- **TASK STATEMENT**
Convert the stretch from the start of the data through the line containing "xmin=134 ymin=64 xmax=168 ymax=74" into a JSON list of strings with one string per line, skipping blank lines. Omit the pictures from the list.

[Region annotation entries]
★ ★ ★

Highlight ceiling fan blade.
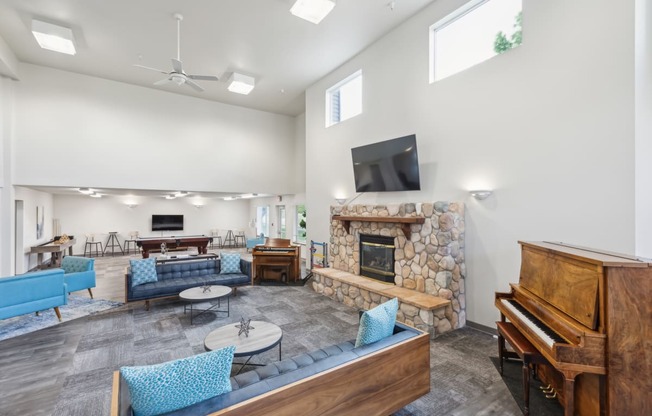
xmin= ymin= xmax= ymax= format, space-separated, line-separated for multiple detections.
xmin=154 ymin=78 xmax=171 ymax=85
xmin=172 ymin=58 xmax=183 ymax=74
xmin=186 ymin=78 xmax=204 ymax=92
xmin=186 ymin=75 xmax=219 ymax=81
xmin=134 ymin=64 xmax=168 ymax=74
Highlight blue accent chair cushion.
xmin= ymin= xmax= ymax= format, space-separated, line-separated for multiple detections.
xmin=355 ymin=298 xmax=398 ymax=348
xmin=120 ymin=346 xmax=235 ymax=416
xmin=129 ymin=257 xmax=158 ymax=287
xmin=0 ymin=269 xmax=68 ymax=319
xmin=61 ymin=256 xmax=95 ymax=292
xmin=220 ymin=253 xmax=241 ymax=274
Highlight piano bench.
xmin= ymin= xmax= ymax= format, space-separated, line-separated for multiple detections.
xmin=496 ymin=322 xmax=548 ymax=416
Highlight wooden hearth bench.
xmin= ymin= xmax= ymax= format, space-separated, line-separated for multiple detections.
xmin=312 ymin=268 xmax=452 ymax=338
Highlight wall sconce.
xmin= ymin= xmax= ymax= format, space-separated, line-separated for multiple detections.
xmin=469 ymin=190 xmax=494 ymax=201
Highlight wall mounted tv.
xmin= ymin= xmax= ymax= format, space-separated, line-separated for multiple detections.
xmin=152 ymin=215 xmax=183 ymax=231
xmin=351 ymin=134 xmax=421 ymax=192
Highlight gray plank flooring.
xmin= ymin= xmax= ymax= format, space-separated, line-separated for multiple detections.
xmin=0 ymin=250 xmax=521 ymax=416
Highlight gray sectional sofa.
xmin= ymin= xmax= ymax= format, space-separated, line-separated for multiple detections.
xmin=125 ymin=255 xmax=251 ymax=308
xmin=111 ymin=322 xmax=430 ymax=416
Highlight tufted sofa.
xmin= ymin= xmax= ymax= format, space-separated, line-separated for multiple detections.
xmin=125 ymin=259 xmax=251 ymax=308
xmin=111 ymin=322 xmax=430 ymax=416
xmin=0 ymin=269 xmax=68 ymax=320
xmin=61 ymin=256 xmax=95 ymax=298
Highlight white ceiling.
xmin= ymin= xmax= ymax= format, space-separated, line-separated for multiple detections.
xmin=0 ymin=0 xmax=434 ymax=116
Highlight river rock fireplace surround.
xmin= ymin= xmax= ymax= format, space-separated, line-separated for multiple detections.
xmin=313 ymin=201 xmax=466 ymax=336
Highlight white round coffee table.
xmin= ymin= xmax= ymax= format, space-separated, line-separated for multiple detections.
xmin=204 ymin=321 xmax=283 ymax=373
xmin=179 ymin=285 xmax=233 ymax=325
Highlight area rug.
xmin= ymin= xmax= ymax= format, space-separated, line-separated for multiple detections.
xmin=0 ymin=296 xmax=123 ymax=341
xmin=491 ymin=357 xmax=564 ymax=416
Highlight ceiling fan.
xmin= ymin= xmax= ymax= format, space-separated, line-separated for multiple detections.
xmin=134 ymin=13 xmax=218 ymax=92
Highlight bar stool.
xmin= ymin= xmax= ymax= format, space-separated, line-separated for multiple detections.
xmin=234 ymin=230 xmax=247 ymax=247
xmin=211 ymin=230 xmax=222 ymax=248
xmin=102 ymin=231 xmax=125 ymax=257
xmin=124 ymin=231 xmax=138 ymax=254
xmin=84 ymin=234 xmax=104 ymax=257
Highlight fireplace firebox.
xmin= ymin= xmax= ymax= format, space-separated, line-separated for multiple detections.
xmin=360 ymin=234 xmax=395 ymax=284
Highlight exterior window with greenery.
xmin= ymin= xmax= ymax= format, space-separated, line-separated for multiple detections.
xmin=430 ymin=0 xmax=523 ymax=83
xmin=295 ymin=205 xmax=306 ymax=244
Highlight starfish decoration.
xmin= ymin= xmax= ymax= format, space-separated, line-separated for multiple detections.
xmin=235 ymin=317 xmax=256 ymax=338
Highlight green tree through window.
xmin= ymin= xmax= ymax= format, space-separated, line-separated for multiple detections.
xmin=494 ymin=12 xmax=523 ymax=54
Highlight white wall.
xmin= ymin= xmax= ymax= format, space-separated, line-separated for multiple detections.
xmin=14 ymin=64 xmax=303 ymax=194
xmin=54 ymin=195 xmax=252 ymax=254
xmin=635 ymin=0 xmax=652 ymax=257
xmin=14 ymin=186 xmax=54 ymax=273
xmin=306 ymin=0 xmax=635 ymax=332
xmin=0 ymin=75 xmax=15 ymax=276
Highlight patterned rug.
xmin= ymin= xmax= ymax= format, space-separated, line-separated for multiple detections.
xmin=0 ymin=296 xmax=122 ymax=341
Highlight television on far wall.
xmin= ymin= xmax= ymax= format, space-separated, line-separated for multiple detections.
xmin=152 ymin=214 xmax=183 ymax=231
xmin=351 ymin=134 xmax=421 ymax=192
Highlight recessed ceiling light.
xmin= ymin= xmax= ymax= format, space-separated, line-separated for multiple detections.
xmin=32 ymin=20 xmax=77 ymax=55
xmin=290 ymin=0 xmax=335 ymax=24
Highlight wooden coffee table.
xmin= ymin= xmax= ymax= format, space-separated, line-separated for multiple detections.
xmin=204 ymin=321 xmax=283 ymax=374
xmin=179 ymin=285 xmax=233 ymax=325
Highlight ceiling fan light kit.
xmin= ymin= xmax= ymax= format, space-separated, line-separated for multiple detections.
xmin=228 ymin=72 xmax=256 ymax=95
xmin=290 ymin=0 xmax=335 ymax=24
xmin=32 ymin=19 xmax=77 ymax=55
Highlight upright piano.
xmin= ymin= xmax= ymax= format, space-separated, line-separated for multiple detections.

★ ★ ★

- **THE RESULT**
[
  "Highlight ceiling fan blade.",
  "xmin= ymin= xmax= ymax= format, space-separated, line-separated for multiple detections.",
  "xmin=154 ymin=78 xmax=171 ymax=85",
  "xmin=172 ymin=58 xmax=183 ymax=74",
  "xmin=186 ymin=78 xmax=204 ymax=92",
  "xmin=186 ymin=75 xmax=219 ymax=81",
  "xmin=134 ymin=64 xmax=168 ymax=74"
]